*Set exercise*: Please convert all of the records below into a numbered list, one line per item, leaving out any blank lines.
■ ■ ■ ■ ■
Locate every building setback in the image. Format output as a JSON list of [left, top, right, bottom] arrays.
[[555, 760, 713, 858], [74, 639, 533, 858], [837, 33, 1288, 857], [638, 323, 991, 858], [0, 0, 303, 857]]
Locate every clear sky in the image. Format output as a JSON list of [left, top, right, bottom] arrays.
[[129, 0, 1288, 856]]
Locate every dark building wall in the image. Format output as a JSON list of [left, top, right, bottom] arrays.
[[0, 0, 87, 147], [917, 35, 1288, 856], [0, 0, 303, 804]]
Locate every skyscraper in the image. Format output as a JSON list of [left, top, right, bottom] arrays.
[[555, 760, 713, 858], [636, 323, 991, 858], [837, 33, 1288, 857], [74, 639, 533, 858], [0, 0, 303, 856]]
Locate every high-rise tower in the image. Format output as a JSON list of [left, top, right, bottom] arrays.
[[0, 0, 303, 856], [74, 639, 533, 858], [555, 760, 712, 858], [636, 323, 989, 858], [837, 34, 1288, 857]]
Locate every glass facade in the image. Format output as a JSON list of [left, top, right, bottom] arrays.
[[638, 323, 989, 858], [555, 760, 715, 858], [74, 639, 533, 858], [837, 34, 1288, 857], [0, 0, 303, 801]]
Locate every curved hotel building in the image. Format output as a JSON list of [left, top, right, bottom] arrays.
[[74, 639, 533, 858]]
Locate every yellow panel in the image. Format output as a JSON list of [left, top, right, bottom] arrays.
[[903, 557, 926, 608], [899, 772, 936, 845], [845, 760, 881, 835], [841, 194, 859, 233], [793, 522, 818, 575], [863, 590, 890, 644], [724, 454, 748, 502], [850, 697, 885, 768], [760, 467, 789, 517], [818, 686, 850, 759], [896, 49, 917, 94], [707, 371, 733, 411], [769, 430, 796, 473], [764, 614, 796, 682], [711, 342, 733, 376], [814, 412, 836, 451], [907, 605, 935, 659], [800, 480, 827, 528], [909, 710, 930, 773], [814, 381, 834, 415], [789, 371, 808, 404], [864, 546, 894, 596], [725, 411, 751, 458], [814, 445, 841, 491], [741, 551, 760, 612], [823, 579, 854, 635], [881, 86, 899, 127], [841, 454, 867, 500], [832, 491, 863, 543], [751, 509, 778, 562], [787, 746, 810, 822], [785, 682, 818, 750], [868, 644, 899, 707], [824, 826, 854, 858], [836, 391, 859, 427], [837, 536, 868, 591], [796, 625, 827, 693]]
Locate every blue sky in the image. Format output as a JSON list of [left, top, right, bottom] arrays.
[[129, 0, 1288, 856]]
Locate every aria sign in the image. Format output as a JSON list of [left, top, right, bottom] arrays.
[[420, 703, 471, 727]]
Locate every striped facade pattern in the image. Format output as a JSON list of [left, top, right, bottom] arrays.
■ ■ ■ ■ ■
*Reply*:
1. Locate every building setback in the image. Format output as a JSON list of [left, top, right, bottom] arrays.
2. [[555, 760, 713, 858], [74, 639, 533, 858], [837, 33, 1288, 857], [638, 323, 991, 858], [0, 0, 303, 857]]
3. Locate every clear sky in the image. Format output as a JSON list of [left, top, right, bottom] arrays.
4. [[129, 0, 1288, 856]]
5. Locate every dark building wall in the image. Format output as a JSON list of [left, top, right, bottom] arrays.
6. [[0, 0, 87, 147], [917, 35, 1288, 856], [0, 0, 303, 804]]
7. Locate every skyscraper in the image. Format output as a JSON list of [left, top, right, bottom] arrays.
8. [[555, 760, 713, 858], [636, 323, 991, 858], [837, 33, 1288, 857], [74, 639, 533, 858], [0, 0, 303, 856]]
9. Locate every high-rise tower in the image. Format output as a JSON list of [left, top, right, bottom] arrays.
10. [[0, 0, 303, 856], [74, 639, 533, 858], [555, 760, 712, 858], [636, 323, 989, 858], [837, 34, 1288, 857]]
11. Locate every glass facade in the image. Format output as a JSON list of [left, top, right, bottom] arrays.
12. [[638, 323, 989, 858], [555, 760, 715, 858], [74, 639, 533, 858], [837, 34, 1288, 857], [0, 0, 303, 801]]
13. Locate every curved hotel building in the image. Format output as a JSON list of [left, top, right, bottom] arrays.
14. [[74, 639, 533, 858]]
15. Locate every yellow panel in the image. Format output as a JSON list of [left, top, right, bottom] arrays.
16. [[903, 557, 926, 608], [899, 772, 936, 845], [845, 760, 881, 835], [841, 194, 859, 233], [793, 522, 818, 575], [863, 590, 890, 644], [724, 454, 748, 502], [850, 697, 885, 768], [760, 467, 789, 517], [818, 686, 850, 759], [896, 49, 917, 94], [707, 371, 733, 411], [769, 430, 796, 473], [764, 614, 796, 682], [711, 342, 733, 376], [814, 412, 836, 451], [907, 605, 935, 659], [800, 480, 827, 528], [909, 710, 930, 773], [814, 381, 834, 415], [789, 371, 808, 404], [864, 546, 894, 596], [725, 411, 751, 458], [814, 445, 841, 491], [741, 551, 760, 612], [823, 579, 854, 635], [881, 86, 899, 127], [841, 454, 867, 500], [832, 491, 863, 543], [751, 509, 778, 562], [787, 746, 810, 822], [785, 682, 818, 750], [868, 644, 899, 707], [824, 826, 854, 858], [836, 391, 859, 427], [837, 536, 868, 591], [796, 625, 827, 693]]
17. Locate every blue sky in the image. Format output as a JSON list of [left, top, right, bottom] arrays.
18. [[129, 0, 1288, 856]]
19. Locate every aria sign in the image. Format output as a JSON list of [left, top, right, bottom] arrays.
20. [[420, 703, 471, 727]]
21. Locate every striped facade pattern in the image. Format output as a JSON list of [left, top, right, bottom] arrays.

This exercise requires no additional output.